(Excerpts from a point labeling dataset)

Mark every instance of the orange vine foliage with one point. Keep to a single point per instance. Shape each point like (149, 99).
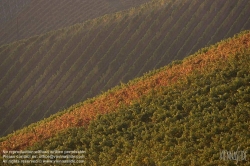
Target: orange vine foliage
(126, 94)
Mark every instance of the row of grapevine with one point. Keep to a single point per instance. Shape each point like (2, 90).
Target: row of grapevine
(39, 17)
(208, 107)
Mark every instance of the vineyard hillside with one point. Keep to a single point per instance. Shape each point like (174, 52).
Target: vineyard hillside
(20, 19)
(185, 113)
(44, 74)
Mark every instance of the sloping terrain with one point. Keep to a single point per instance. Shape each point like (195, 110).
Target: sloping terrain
(182, 114)
(50, 72)
(21, 19)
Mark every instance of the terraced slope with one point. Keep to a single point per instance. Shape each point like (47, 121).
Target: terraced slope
(46, 73)
(182, 114)
(26, 18)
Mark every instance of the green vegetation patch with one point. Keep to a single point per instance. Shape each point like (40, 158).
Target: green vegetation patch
(188, 123)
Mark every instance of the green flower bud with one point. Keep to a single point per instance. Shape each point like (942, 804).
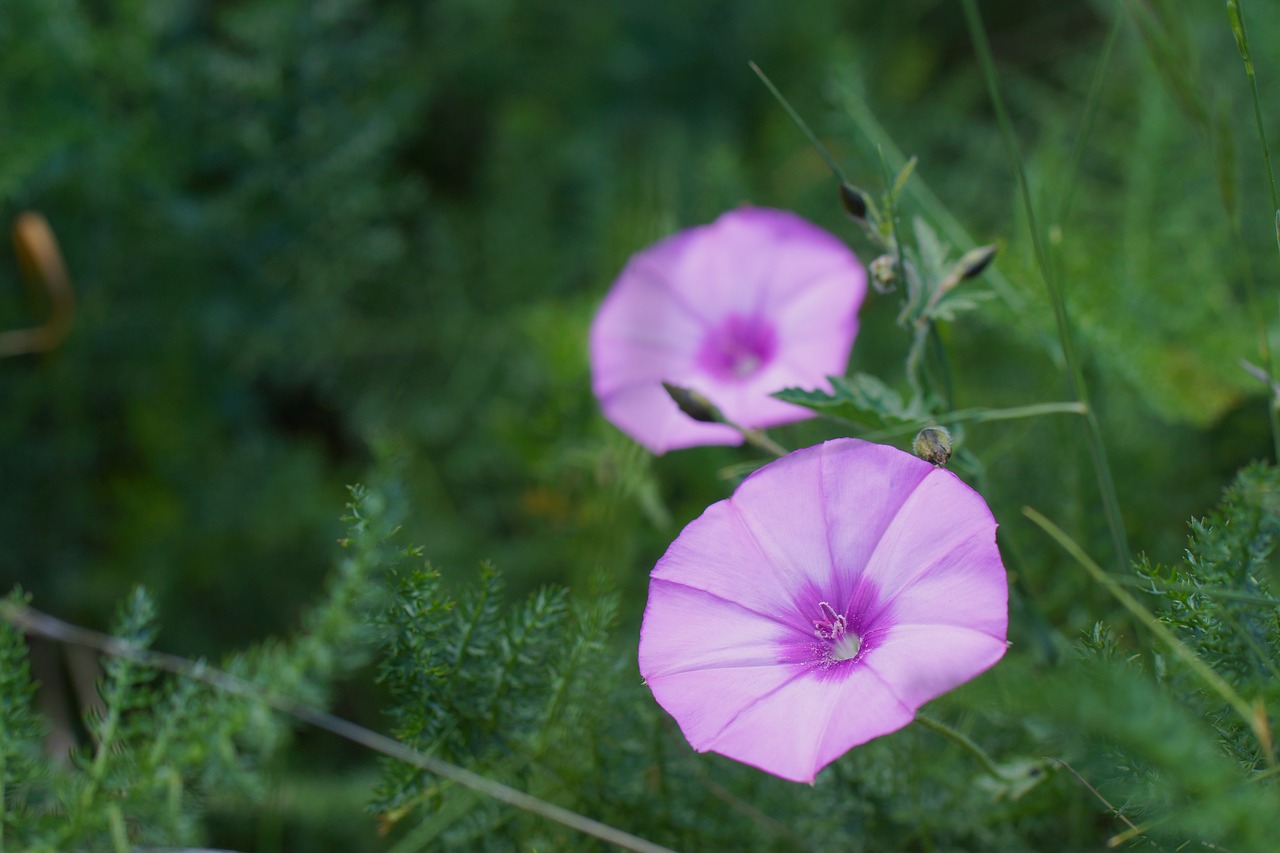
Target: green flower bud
(933, 445)
(883, 272)
(853, 200)
(694, 405)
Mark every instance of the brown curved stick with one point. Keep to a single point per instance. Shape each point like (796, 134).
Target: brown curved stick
(41, 261)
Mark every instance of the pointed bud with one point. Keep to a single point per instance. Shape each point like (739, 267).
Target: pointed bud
(853, 200)
(694, 405)
(976, 260)
(883, 272)
(933, 445)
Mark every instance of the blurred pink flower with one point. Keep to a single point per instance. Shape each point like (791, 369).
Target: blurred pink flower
(757, 301)
(837, 591)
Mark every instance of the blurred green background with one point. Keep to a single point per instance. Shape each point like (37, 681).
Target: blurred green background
(323, 242)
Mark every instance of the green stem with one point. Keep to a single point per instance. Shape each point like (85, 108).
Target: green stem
(1074, 369)
(979, 416)
(804, 128)
(1242, 41)
(758, 438)
(963, 740)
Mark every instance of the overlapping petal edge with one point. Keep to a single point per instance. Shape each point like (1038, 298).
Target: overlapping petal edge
(904, 552)
(757, 279)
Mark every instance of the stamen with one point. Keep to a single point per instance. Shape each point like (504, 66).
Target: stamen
(833, 628)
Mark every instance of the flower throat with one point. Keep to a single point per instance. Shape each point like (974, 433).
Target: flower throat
(833, 628)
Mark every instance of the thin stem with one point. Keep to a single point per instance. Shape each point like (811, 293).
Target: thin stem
(969, 746)
(760, 439)
(1235, 14)
(1242, 41)
(804, 128)
(42, 625)
(979, 416)
(1074, 369)
(1253, 716)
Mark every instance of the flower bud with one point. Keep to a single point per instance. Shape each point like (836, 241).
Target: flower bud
(976, 260)
(883, 272)
(853, 200)
(694, 405)
(933, 445)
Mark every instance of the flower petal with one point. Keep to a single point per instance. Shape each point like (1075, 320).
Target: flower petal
(865, 487)
(807, 723)
(648, 410)
(681, 309)
(920, 662)
(689, 630)
(720, 553)
(940, 519)
(969, 579)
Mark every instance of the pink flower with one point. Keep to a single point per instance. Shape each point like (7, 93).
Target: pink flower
(837, 591)
(757, 301)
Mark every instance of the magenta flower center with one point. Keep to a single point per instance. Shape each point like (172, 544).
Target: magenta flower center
(737, 349)
(842, 643)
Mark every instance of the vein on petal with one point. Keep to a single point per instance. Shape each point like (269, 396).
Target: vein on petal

*THE EXERCISE:* Rewrite all of the records above, changing "Mark every instance" to "Label each instance" and leaving everything else as it is. Omit the pictures from your answer.

*TASK RESULT:*
Label each instance of the orange vine foliage with one point. Keep to a single point per instance. Shape each point like (149, 99).
Target: orange vine foliage
(126, 94)
Label each instance of the row of grapevine with one point. Keep to a single point per instance. Shape each point like (2, 90).
Target: row of grapevine
(39, 17)
(208, 107)
Label each instance of the vineyard hillside with one point. Keep to a single point per instance. Shape each point like (174, 52).
Target: vineyard hillside
(20, 19)
(185, 113)
(44, 74)
Label each instance of the sloping terrain with one point. Keep to a single point per instance. Shape each point like (195, 110).
Target: sloping terrain
(182, 114)
(50, 72)
(21, 19)
Label each instance of the terraced slope with one point. Keep to a single point per instance. Shape each point like (47, 121).
Target: terraced slope
(46, 73)
(182, 114)
(26, 18)
Label each instance of the green vegetation patch with one point. Keep to a single point per instance. Shape each point like (40, 158).
Target: green vegetation patch
(188, 123)
Label each instance of the green flower bud with one point. Keep to a single point per instance. Shape each point like (942, 804).
Target: green flower bud
(933, 445)
(883, 272)
(853, 200)
(694, 405)
Label each instance of the brown curved stick with one point. Keep to a single point per instance. Shape each point like (796, 134).
Target: brown curved stick
(41, 261)
Label each instance of the pointed bud with one point. Keep to a single point per instance. Shape each point like (739, 267).
Target: pointed bud
(853, 200)
(694, 405)
(976, 260)
(883, 272)
(933, 445)
Label each instance of the blurred pink flower with one point. Keep to a single point per instance. Shape each point like (791, 369).
Target: blurred pink flower
(757, 301)
(837, 591)
Label each instance of the blurred green background with one point. Keep to a single point per instance. Shape each point like (37, 681).
Target: blurred green background
(323, 242)
Label each instance of the green stem with one point. Keep to a single point per instance. Shape each point like (85, 108).
Target: green stem
(1074, 369)
(979, 416)
(804, 128)
(1242, 41)
(758, 438)
(963, 740)
Label each instance of the overlapping petal edge with one point. Keep to a single point per instance. Shape each point like (1038, 298).
Target: overlapping petal edge
(904, 552)
(757, 279)
Label each instance of the stamen with one point. Keep to a single point per instance. Shape each point like (504, 66).
Target: stamen
(833, 628)
Label each instance of the flower throat with one point. Keep to a single point per instance. Shape each point like (974, 433).
Target: flower throat
(833, 628)
Label each instance of the thin stem with one point. Keep to a single point per instance. Shape each point like (811, 293).
Target: thin stem
(969, 746)
(760, 439)
(1235, 14)
(1242, 41)
(804, 128)
(42, 625)
(979, 416)
(1074, 369)
(1253, 716)
Label each instance of the flower bud with one point. Keep to a single point per instance. Shape each point like (836, 241).
Target: flower bud
(976, 260)
(883, 272)
(853, 200)
(694, 405)
(933, 445)
Label each instance of the flower petal with one point. Keep to a single point per instance. Shape each point like (1075, 320).
Target: flower petal
(865, 487)
(807, 723)
(648, 410)
(681, 309)
(920, 662)
(689, 630)
(720, 553)
(940, 519)
(969, 579)
Label each instance of the pink flower with one point. Keep to a single point per instance. Shape each point like (7, 93).
Target: pink flower
(837, 591)
(757, 301)
Label each instance of the magenta flower center with one point. Keep to a single point per instance. Shape each point like (172, 544).
Target: magenta flower center
(737, 349)
(842, 643)
Label each instance of the vein on petal with one point. Keep to a single point per instance. Shape each point like (269, 396).
Target: vein on petal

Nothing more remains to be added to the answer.